CALL `tailer-ai.expect.primarykey`('my-project.my_dataset', 'sales_details', 0);

Expect a table to have a column that respects a pseudo Primary Key constraint.

This procedure looks for a column with a name that starts wiht 'PK' or with a desdcription that contains '#PK'. Then it checks that every value of this column is not null and unique within the current table. This is enforced by counting the total number of rows within the table and comparing it to the number of distinct element in the column. A threshold percentage can be provided, so the test is passed if the number of rejected rows divided by the table total row count represents less than the threshold. Use 0 if no rejected row is allowed.

  • Parameters

    • dataset (STRING) – The dataset of the table (and its GCP project)

    • tablename (STRING) – The table name

    • threshold (FLOAT64) – The threshold to use to trigger an assertion failure

  • Returns

primarykey_where(dataset, tablename, threshold, where_clause)

CALL `tailer-ai.expect.primarykey_where`('my-project.my_dataset', 'stocks', 0, 'WHERE date >= current_date - 7');

Expect a table to have a column that respects a pseudo Primary Key constraint. Apply a WHERE condition before testing the primary key constraint to limit the number of rows requested.

The test performed is the as with the primarykey expectation. See more detail above.

Parameters

  • Parameters

    • dataset (STRING) – The dataset of the table (and its GCP project)

    • tablename (STRING) – The table name

    • threshold (FLOAT64) – The threshold to use to trigger an assertion failure

    • where_clause (STRING) – A proper WHERE clause that will filter the table before applying the test.

  • Returns

foreignkey(dataset, tablename, column, target_dataset, target_tablename, target_column, threshold)

CALL `tailer-ai.expect.foreignkey`('my-project.my_dataset', 'sales_details', 'customer_id', 'my-project.my_dataset', 'customers', 'customer_id', 0.001);          

Expect a column in a table to respect a pseudo Foreign Key constraint.

This procedure checks that every non-null value in the column can be found in the values of the target column of the reference target table. A threshold percentage can be provided, so the test is passed if the number of rejected rows divided by the table total row count is less than the threshold. Use 0 if no rejected row is allowed.

  • Parameters

    • dataset (STRING) – The dataset of the table (and its GCP project)

    • tablename (STRING) – The table name

    • column (STRING) – The column name

    • target_dataset (STRING) – The target dataset of the foreign table (and its GCP project)

    • target_tablename (STRING) – The foreign table name

    • target_column (STRING) – The foreign key column of the foreign table

    • threshold (FLOAT64) – The threshold to use to trigger an assertion failure

  • Returns

foreignkey_where(dataset, tablename, column, filter_condition, target_dataset, target_tablename, target_column, threshold)

**COLLECTED MATERIAL:**
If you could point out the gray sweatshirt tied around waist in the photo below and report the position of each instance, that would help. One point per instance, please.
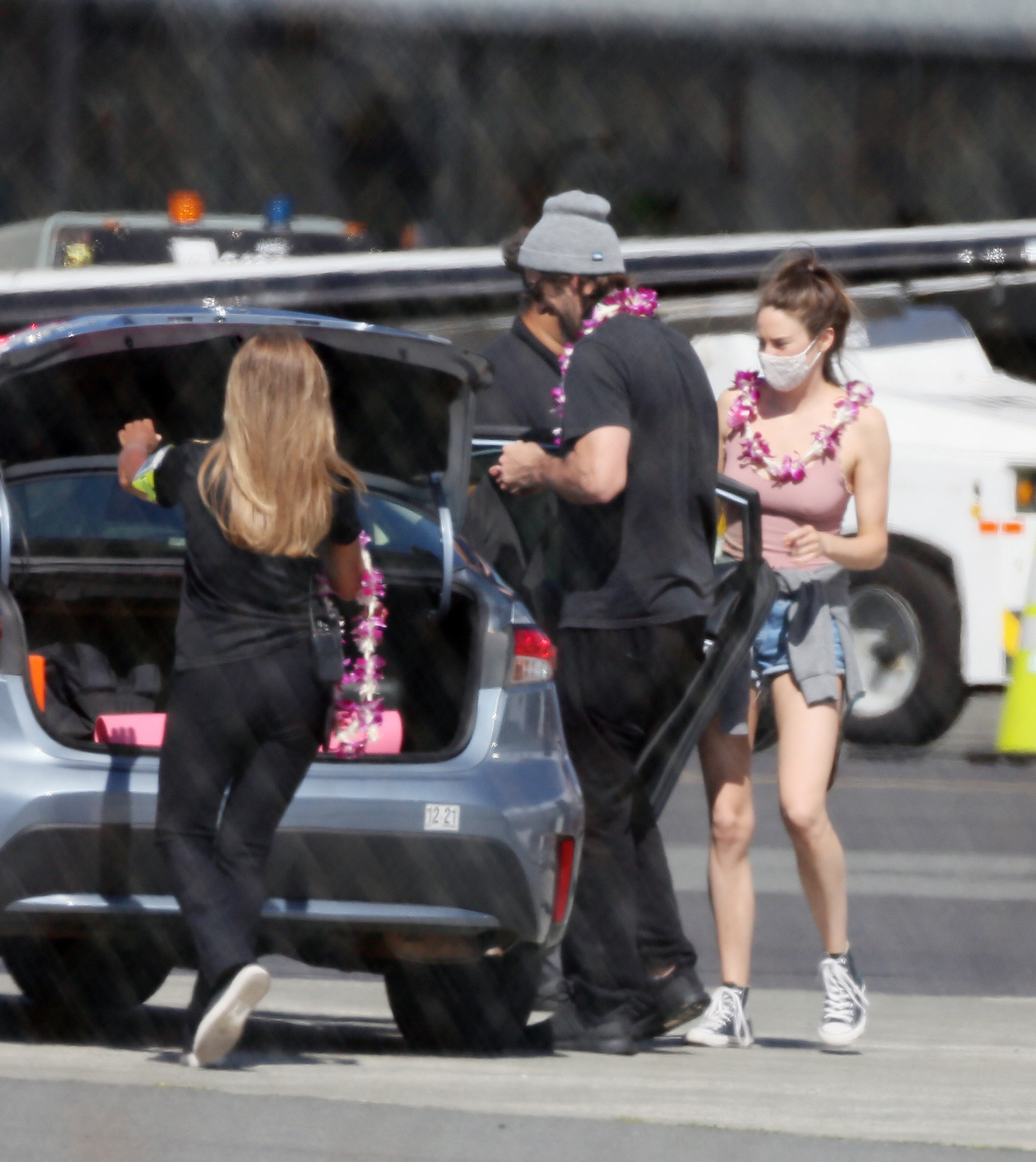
(819, 598)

**WHAT TO DO:**
**1)** In the data test documentation, what threshold value should be used if no rejected row is allowed?
**2)** Say whether each statement agrees with the data test documentation, and back each answer with the deciding words from the text, quoted.
(a) The foreignkey procedure checks that every non-null value in the column appears in the target column of the reference table.
(b) The threshold parameter is of type STRING.
(c) The primarykey_where procedure applies its WHERE condition after testing the primary key constraint.

**ANSWER SET:**
**1)** 0

**2)**
(a) Yes: "This procedure checks that every non-null value in the column can be found in the values of the target column of the reference target table."
(b) No: "threshold (FLOAT64)"
(c) No: "Apply a WHERE condition before testing the primary key constraint to limit the number of rows requested."